Copy each of the records below line for line, with no changes.

(Stored dataset items)
»»

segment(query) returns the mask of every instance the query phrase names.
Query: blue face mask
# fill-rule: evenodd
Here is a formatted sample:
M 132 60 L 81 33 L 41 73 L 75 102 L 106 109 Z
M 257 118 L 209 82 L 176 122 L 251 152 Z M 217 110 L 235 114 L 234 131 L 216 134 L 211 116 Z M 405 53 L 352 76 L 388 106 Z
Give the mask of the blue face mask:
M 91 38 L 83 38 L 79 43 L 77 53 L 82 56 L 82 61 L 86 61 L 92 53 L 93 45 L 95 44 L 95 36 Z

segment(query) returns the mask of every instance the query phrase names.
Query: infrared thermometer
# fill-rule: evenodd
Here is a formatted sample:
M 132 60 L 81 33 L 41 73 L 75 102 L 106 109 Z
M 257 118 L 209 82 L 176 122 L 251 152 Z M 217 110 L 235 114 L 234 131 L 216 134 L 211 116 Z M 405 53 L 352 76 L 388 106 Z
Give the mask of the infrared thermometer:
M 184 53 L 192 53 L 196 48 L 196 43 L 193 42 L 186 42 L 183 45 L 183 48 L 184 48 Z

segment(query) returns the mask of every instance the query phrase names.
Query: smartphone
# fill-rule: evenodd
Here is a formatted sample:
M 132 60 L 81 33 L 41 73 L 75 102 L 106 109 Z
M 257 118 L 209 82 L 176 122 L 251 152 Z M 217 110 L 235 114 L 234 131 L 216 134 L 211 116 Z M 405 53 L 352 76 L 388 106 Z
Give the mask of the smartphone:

««

Written answer:
segment(query) returns the mask of every instance the query phrase names.
Query: blue face mask
# fill-rule: evenodd
Here is a formatted sample:
M 132 60 L 81 33 L 41 73 L 75 102 L 106 109 Z
M 257 118 L 209 82 L 176 122 L 251 152 Z M 217 110 L 235 114 L 234 131 L 216 134 L 211 116 Z M 405 53 L 352 76 L 388 106 Z
Give the mask of the blue face mask:
M 91 38 L 83 38 L 79 43 L 77 53 L 82 56 L 82 61 L 86 61 L 92 53 L 93 45 L 95 44 L 95 36 Z

segment(query) returns the mask of every instance the query phrase names.
Query: infrared thermometer
# fill-rule: evenodd
Here is a formatted sample:
M 132 60 L 81 33 L 41 73 L 75 102 L 106 109 Z
M 257 118 L 209 82 L 176 122 L 251 152 Z M 217 110 L 235 114 L 234 131 L 216 134 L 211 116 Z M 405 53 L 352 76 L 388 106 Z
Give the mask of the infrared thermometer:
M 184 53 L 192 53 L 196 48 L 196 43 L 193 42 L 186 42 L 183 45 L 183 48 L 184 48 Z

segment(query) returns the mask of every instance the query phrase names.
Query: smartphone
# fill-rule: evenodd
Here is a formatted sample:
M 132 60 L 81 33 L 41 73 L 75 102 L 106 109 Z
M 257 118 L 209 82 L 176 122 L 251 152 Z M 217 110 L 235 114 L 234 131 L 216 134 L 211 116 Z M 405 53 L 352 76 L 388 106 Z
Give the mask of the smartphone:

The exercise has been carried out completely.